[Opening Provided text section]

BRADENTON -- By 2015, funds to help uninsured Manatee County residents get access to health care will be depleted.
That was one of the facts Manatee County commissioners heard Tuesday during a workshop on the status of a committee of community leaders looking into how to maintain a healthy health care industry.
Brenda Rogers, director of the county community services department, told commissioners that the fund established in 2008, with the dissolution of another health care fund, to pay for emergency room costs for uninsured and indigent patients is almost out of money.
The charts and graphs Rogers presented showed that if spending continues at the current rate, it is projected the fund will be used up by 2015, and if the commission wanted to continue the program, it would need to come up with other funding sources.
The community committee, the Manatee County Health Care Alliance, will offer options to the commissioners in February on finding other revenue streams to continue the current programs or to restructure the whole system.
The alliance was formed as a result of a 2010 Manatee Chamber of Commerce study on the state of health care in Manatee County, after the county Health Care Access Task Force looked into funding health care for indigent residents in 2008.
Rogers reported on the status of the 13 recommendations of the task force.
The task force found people without access to health care insurance are using the more expensive hospital emergency room services for problems better handled at a walk-in clinic or by a family physician.
These emergency room visits have placed a financial burden on the hospitals in the county, even though Manatee County has been reimbursing some of the costs with a fund created from the proceeds of the county-owned hospital in 1984.
The fund had about $26.5 million budgeted for 2012 expenses, and with annual expenses of about $9.5 million, the monies will be depleted by 2015.

[Closing Provided text section]
[Opening Raw data section]

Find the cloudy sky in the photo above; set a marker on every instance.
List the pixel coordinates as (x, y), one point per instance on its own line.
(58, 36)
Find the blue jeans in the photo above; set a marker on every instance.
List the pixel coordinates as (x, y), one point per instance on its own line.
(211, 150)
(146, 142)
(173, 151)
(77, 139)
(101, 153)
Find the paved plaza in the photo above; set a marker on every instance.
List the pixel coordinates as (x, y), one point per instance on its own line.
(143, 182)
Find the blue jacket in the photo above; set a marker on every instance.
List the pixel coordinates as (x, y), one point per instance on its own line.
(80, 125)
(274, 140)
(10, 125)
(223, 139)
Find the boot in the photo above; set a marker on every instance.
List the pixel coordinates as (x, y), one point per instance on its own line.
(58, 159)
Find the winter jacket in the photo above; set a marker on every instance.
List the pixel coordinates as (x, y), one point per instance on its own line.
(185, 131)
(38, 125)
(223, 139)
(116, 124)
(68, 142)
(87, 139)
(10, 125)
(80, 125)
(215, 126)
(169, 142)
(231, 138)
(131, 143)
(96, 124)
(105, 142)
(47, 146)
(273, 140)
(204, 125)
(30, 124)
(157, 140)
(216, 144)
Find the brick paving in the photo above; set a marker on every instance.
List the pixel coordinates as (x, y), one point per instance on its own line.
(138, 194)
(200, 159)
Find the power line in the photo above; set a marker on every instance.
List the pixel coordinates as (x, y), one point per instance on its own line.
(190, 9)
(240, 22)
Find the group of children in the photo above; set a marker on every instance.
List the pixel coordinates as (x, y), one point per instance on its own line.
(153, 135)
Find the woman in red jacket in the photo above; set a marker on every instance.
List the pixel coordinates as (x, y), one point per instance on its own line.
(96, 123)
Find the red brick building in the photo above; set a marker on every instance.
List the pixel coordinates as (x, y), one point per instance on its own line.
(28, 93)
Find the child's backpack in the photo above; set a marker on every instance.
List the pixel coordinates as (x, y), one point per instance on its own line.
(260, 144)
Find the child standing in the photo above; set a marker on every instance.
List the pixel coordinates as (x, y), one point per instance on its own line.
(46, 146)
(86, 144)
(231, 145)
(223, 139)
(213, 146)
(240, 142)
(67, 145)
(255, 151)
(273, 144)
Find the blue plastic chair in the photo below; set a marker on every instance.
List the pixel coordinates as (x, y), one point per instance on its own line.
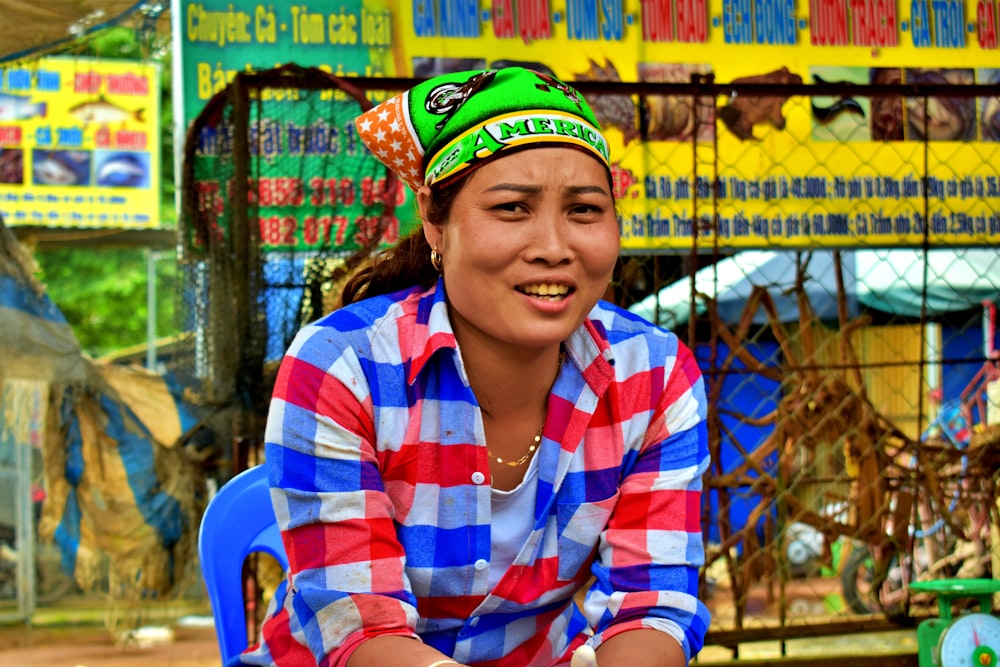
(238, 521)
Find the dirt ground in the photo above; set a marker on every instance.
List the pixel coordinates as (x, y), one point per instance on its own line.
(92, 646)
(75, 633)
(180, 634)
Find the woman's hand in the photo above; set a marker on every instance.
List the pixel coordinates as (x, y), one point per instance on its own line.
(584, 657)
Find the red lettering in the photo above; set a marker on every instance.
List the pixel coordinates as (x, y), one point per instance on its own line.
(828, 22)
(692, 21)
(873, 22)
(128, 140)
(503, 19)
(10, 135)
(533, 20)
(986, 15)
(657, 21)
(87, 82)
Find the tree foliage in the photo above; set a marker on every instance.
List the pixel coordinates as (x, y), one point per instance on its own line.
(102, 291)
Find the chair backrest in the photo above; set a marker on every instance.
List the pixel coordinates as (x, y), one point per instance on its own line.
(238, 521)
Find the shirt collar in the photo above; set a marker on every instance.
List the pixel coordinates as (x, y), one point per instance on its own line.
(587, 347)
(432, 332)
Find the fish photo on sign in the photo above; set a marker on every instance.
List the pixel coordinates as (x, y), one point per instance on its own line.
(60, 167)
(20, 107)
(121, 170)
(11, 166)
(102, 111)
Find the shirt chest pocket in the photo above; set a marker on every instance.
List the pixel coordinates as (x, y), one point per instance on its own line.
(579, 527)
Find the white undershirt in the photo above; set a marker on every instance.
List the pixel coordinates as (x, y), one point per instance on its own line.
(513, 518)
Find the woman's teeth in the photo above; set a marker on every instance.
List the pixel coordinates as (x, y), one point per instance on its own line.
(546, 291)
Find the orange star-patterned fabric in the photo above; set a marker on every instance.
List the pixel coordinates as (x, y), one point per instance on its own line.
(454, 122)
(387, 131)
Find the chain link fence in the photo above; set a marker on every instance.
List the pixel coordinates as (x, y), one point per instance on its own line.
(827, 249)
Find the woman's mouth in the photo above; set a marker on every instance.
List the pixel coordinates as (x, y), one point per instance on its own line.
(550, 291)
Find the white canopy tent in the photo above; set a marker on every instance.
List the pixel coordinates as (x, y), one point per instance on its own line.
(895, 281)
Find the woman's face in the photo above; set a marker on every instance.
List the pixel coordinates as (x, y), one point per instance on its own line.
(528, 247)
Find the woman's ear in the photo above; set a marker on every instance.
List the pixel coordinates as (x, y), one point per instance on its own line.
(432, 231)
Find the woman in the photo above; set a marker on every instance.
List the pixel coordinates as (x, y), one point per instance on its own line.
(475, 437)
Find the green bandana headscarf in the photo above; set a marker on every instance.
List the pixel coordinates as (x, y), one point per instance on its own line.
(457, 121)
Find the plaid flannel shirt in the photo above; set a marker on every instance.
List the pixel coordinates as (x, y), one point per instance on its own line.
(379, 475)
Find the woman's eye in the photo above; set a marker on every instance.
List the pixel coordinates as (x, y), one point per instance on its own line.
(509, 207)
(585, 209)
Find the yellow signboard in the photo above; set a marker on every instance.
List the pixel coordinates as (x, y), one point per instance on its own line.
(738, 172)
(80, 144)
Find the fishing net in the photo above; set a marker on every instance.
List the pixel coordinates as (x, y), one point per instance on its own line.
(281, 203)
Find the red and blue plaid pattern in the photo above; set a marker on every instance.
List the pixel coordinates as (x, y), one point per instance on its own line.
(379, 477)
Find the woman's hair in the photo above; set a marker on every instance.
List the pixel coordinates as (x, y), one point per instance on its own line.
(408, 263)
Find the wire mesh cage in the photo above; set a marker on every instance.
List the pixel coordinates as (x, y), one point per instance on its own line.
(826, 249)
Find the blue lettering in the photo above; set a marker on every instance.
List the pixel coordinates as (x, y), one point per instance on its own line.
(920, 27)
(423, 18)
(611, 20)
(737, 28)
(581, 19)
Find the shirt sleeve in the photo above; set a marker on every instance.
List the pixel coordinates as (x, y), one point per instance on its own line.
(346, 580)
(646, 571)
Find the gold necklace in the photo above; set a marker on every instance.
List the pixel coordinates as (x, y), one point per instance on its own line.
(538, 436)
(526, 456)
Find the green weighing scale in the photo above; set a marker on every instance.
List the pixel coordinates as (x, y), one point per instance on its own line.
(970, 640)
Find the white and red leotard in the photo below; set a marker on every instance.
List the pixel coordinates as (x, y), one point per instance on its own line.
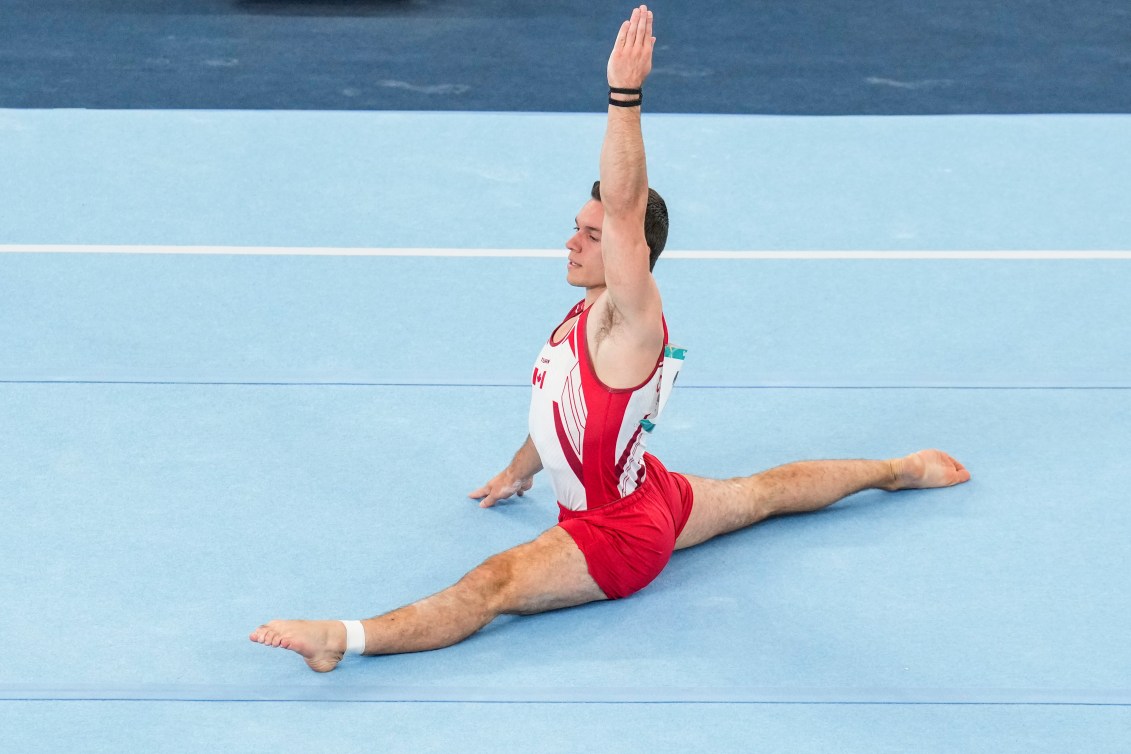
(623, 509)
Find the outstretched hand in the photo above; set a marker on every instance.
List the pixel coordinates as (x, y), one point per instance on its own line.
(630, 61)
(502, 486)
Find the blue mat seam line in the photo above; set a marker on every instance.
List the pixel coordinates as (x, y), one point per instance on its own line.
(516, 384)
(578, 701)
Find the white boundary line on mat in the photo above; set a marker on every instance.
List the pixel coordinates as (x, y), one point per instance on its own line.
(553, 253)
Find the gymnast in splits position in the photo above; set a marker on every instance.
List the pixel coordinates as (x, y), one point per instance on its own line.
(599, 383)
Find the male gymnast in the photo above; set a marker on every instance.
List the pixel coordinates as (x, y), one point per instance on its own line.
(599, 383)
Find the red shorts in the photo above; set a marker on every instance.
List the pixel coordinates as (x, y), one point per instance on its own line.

[Closing Raw data section]

Task set.
1. In the article on Manatee County's health care fund, how much money did the fund have budgeted for 2012 expenses?
2. List every year mentioned in the article on Manatee County's health care fund.
3. Extend the article on Manatee County's health care fund, picking up after its last sentence.
The rows were taken from a separate source unrelated to the article.

Answers per task.
1. About $26.5 million.

2. 2015, 2008, 2010, 1984, 2012

3.
County Administrator Ed Hunzeker said his staff has been exploring how to reduce the costs to the county and to find an alternative funding source.
"It's cheaper to treat a cold in a clinic," Hunzeker
said, "than treat pneumonia in the ER."
Commissioner Larry Bustle said the charts indicate the rate of spending is increasing.
Hunzeker said that was partly because of the economy.
"More and more people are unemployed and employers are dropping health care benefits," he said.
Another problem the task force highlighted was the shortage of doctors in the community.
It recommended establishing a physician residency program at a hospital.
Rogers reported that Manatee Memorial Hospital now has 20 participants in its residency program and plan to fill another 44 slots by next summer.
Her report also outlined what other counties are doing to improve health care delivery and how they pay for it.
Hillsborough County has a 0.5 percent sales tax dedicated to their system, while Pinellas County uses property taxes from the general fund.
Because Sarasota County owns a hospital, it created a taxing district that levies a property tax.
"It's important to have a healthy community to get people to move to Manatee County," Commissioner Carol Whitmore said after the workshop. "We can't attract companies and create jobs if you don't."